EXERCISE PROMPT
Copy out the entries exactly, from the first line to the last.

DATA SUPPLIED
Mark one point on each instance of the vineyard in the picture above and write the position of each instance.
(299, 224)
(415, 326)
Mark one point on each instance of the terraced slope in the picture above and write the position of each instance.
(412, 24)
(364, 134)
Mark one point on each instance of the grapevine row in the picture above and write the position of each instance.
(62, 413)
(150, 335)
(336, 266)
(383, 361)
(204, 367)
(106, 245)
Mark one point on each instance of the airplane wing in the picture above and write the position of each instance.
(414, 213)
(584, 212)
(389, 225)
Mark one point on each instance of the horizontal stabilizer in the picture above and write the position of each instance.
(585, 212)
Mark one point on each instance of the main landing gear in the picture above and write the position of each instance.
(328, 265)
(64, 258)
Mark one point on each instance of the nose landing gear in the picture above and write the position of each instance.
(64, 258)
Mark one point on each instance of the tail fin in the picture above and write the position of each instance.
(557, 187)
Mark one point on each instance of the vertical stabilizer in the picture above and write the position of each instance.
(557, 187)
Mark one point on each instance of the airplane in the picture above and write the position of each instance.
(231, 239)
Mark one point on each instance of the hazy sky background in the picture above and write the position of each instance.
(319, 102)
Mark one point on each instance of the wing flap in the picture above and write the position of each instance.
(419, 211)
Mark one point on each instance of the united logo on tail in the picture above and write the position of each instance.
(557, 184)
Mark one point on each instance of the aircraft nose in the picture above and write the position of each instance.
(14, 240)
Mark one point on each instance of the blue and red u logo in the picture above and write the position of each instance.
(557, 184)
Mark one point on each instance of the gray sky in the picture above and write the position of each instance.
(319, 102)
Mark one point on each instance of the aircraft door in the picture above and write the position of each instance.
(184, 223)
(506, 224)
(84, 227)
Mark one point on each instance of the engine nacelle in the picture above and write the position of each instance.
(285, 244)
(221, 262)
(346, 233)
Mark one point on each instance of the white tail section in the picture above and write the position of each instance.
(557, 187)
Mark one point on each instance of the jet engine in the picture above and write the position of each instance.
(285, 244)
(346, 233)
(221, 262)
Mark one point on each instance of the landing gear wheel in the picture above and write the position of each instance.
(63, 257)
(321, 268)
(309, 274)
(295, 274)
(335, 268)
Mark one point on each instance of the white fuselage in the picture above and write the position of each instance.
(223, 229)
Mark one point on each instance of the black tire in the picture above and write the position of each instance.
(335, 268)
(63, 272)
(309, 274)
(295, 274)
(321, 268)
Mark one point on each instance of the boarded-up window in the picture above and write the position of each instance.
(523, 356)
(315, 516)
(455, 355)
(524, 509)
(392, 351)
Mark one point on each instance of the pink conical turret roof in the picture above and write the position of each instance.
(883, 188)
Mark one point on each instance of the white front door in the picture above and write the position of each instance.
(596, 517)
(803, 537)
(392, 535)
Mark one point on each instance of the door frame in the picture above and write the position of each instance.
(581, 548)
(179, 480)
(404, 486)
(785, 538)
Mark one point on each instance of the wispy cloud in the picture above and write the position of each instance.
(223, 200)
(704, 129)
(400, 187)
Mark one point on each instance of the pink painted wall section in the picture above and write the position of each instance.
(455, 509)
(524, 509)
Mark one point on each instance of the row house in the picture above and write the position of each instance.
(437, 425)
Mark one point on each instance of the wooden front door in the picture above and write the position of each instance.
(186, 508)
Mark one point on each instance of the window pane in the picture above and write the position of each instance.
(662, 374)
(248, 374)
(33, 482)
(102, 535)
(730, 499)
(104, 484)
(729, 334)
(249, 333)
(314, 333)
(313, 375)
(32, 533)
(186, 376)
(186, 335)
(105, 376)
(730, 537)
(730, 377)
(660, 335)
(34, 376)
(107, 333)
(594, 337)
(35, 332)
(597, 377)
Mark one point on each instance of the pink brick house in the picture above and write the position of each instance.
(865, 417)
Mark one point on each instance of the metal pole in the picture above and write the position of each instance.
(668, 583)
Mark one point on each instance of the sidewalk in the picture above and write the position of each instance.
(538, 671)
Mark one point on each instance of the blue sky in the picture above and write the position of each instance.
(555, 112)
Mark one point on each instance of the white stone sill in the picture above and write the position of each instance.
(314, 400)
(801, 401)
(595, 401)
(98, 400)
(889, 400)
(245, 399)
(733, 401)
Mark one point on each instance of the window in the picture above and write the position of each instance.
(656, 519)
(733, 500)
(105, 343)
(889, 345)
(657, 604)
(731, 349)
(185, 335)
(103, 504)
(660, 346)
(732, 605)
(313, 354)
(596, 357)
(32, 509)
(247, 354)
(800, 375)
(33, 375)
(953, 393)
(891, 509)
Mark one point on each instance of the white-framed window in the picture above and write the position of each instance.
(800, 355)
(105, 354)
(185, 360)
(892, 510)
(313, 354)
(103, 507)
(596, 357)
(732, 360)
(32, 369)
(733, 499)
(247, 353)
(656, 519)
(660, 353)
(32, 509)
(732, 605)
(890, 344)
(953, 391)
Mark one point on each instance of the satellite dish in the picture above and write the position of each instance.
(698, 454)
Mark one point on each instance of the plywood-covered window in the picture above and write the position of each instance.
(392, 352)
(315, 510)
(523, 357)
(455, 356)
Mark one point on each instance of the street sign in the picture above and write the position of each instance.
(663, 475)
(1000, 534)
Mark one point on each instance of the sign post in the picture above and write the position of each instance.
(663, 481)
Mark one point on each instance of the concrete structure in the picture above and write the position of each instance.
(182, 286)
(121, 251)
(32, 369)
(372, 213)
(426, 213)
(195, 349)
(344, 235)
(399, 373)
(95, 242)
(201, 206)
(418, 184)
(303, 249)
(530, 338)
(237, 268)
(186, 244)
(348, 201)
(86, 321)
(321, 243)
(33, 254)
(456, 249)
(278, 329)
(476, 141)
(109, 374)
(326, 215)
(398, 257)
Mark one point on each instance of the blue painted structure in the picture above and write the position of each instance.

RESULT OF THE TASK
Mark one point on each instance of the vineyard in the picture above and write the position of each instance.
(299, 224)
(415, 326)
Mark one point on each instance of the terraced slope in the picture above and write the position of each instance.
(412, 24)
(364, 134)
Mark one point on each instance of the grapevine row in the picture above and write the position of each instance.
(62, 413)
(150, 335)
(336, 266)
(383, 361)
(204, 367)
(106, 245)
Mark one point on each instance of the airplane wing in the picture above and write the position of each instance.
(414, 213)
(584, 212)
(389, 225)
Mark one point on each instance of the horizontal stabilizer in the picture above and write the position of each instance.
(585, 212)
Mark one point on each instance of the main landing gear in the picture above and write the position of each instance.
(328, 265)
(64, 258)
Mark one point on each instance of the nose landing gear in the picture above and write the position of each instance.
(64, 258)
Mark one point on each instance of the tail fin in the picture above and write the position of each instance.
(557, 187)
Mark one point on each instance of the vertical stabilizer in the picture above and write the position of each instance.
(557, 187)
Mark one point on each instance of the airplane in the picture above and write the position of each instance.
(231, 239)
Mark one point on each instance of the hazy sky background in the picture above and write the position of each instance.
(319, 102)
Mark one point on each instance of the wing flap in the picture above and write the position of each instance.
(419, 211)
Mark one point on each instance of the united logo on tail in the picture above and write the position of each instance.
(557, 184)
Mark one point on each instance of the aircraft nose in the picture above and write the position of each instance.
(14, 240)
Mark one point on each instance of the blue and red u logo in the picture above and write the position of each instance.
(557, 184)
Mark one point on each instance of the gray sky in the picture above and write the position of each instance.
(319, 102)
Mark one point on each instance of the aircraft door in the picture above and write the position of each instance.
(184, 223)
(506, 224)
(84, 227)
Mark one point on each instance of the engine nacelle in the picture above and write the position of each instance.
(285, 244)
(221, 262)
(346, 233)
Mark one point on each instance of the white tail section in the picture above and write the position of each instance.
(557, 187)
Mark one point on each instance of the jet engine in the picture above and write the position of each instance.
(285, 244)
(346, 233)
(221, 262)
Mark one point on each instance of the landing gear wheel in the picture above and write the position of each instance.
(63, 257)
(321, 268)
(309, 274)
(295, 274)
(335, 268)
Mark one point on each instance of the white fuselage in the picture above and write the position of each instance.
(223, 229)
Mark one point on each instance of the black tire in the picture above and write the position of each instance.
(335, 268)
(63, 272)
(309, 274)
(295, 274)
(321, 268)
Mark one point on each instance of the boarded-up window in the picture above and write the position of each instance.
(523, 356)
(315, 516)
(455, 355)
(524, 509)
(392, 351)
Mark one point on each instance of the pink conical turret roof in the picture above and write the position of each instance.
(883, 188)
Mark one point on each instance of the white front door in the picture above and write the position of each instance.
(596, 517)
(803, 537)
(392, 535)
Mark one point on each instance of the door frame in the picture above and write the position of each instance.
(581, 548)
(179, 480)
(404, 486)
(785, 538)
Mark one point on each instance of the wispy cloud in the picture above and write the position of each instance.
(223, 200)
(704, 129)
(400, 187)
Mark one point on each instance of the pink painted wall section in the picture above and write the position of each instance.
(455, 509)
(524, 509)
Mark one point on each instance of the row house in the picture above and write the position of each instance.
(437, 425)
Mark one point on each instance of the wooden front door in the picture above and write the position of each instance.
(186, 508)
Mark one point on each instance of the window pane in the picture above and write the position of each instance.
(662, 374)
(248, 374)
(33, 482)
(102, 535)
(730, 499)
(104, 484)
(729, 334)
(249, 333)
(314, 333)
(313, 375)
(32, 533)
(186, 376)
(186, 335)
(105, 376)
(730, 537)
(730, 377)
(660, 335)
(34, 376)
(107, 333)
(594, 337)
(35, 332)
(597, 377)
Mark one point on each instance of the pink brick house in the picture above and write the position of each instance.
(865, 417)
Mark one point on each instance of the metal pole in the picture above and write the position of each instance.
(668, 583)
Mark one point on each instance of the sidewalk in the picture above and write the position of each instance.
(538, 671)
Mark one point on each instance of the blue sky in the picture above and write the position of each instance.
(555, 112)
Mark one point on each instance of the white stone sill in the picture above and write the position of each instance.
(314, 400)
(801, 401)
(595, 401)
(98, 400)
(889, 400)
(245, 399)
(733, 401)
Mark one point on each instance of the window in the picture above and write the position of each instance.
(656, 519)
(733, 500)
(105, 343)
(889, 345)
(657, 604)
(731, 349)
(185, 335)
(103, 504)
(660, 346)
(732, 605)
(313, 354)
(596, 357)
(32, 509)
(247, 354)
(800, 375)
(33, 375)
(953, 393)
(891, 509)
Mark one point on each instance of the white-framed window in the picture above and write the position of each instance.
(800, 355)
(105, 354)
(185, 360)
(892, 510)
(313, 354)
(103, 507)
(596, 357)
(732, 360)
(32, 369)
(733, 499)
(247, 353)
(656, 519)
(660, 353)
(32, 509)
(732, 605)
(890, 344)
(953, 391)
Mark one point on each instance of the satellite dish in the picture above and write the position of each instance.
(698, 454)
Mark one point on each instance of the plywood-covered window in the picture above and write the position of each instance.
(392, 352)
(315, 510)
(523, 357)
(455, 356)
Mark one point on each instance of the street sign in the picture above and write the position of each instance.
(663, 475)
(1000, 534)
Mark one point on each instance of the sign post in the picture above and write the position of each instance.
(663, 481)
Mark one point on each instance of the concrete structure in the picture above and write the position of each instance.
(182, 286)
(121, 251)
(32, 369)
(372, 213)
(426, 213)
(195, 349)
(344, 235)
(399, 373)
(95, 242)
(201, 206)
(418, 184)
(303, 249)
(530, 338)
(237, 268)
(186, 244)
(348, 201)
(86, 321)
(321, 243)
(33, 254)
(456, 249)
(278, 329)
(476, 141)
(109, 374)
(326, 215)
(398, 257)
Mark one point on each instance of the blue painted structure in the picture above and write the position of each instance.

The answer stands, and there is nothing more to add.